◆ Written instruction:
Update the entries below by replacing "distant mountain peak" with "far-off summit" and writing out their lines again with nothing else changed. Leave the pictures out.

◆ Data listing:
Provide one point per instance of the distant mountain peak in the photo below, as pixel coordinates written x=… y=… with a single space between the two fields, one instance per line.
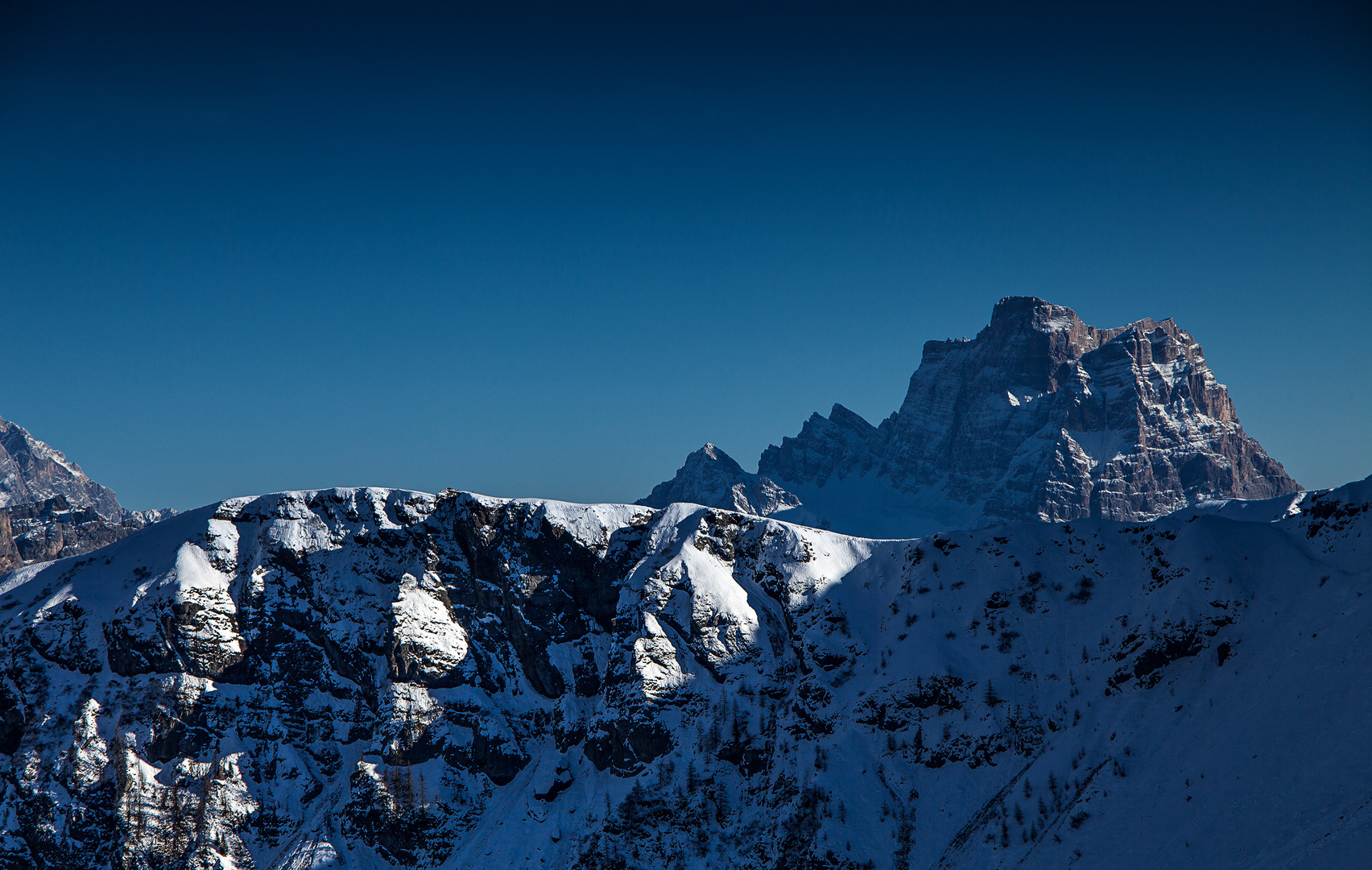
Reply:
x=51 y=508
x=713 y=478
x=1038 y=417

◆ Full answer:
Provide one point per instance of the far-off summit in the photo below, as pixel coordinates written x=… y=… with a single space between the two fields, one instance per line.
Reply:
x=51 y=508
x=713 y=478
x=1038 y=417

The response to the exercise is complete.